++++ RECORDS TO PROCESS ++++
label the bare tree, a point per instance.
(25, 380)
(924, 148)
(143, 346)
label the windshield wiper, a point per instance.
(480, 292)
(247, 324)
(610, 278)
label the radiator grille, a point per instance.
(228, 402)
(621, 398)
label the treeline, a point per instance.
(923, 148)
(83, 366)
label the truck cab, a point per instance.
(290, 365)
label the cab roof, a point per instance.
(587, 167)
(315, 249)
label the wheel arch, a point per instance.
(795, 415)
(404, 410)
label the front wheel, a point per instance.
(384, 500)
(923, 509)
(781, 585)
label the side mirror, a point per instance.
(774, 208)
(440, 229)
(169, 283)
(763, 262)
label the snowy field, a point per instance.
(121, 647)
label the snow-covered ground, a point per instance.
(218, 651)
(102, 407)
++++
Copy every line of the entries above without any changes.

label the bare tree, a point per instance.
(25, 380)
(924, 148)
(143, 346)
label the windshield wiper, a point per instance.
(480, 292)
(247, 324)
(610, 278)
label the radiator grille, a point per instance.
(228, 402)
(621, 398)
label the treeline, a point per instance.
(923, 148)
(83, 366)
label the truck cab, a point per instance.
(290, 365)
label the cab roof, a point per instance.
(587, 167)
(315, 249)
label the wheel arch, a point per instance.
(795, 415)
(404, 410)
label the front wheel, a point per instance.
(384, 500)
(923, 509)
(781, 585)
label the side mirror, a point per instance.
(774, 208)
(440, 229)
(169, 283)
(763, 262)
label the snowy field, a point per instance.
(121, 647)
label the snow-covered ground, a point per instance.
(218, 651)
(102, 407)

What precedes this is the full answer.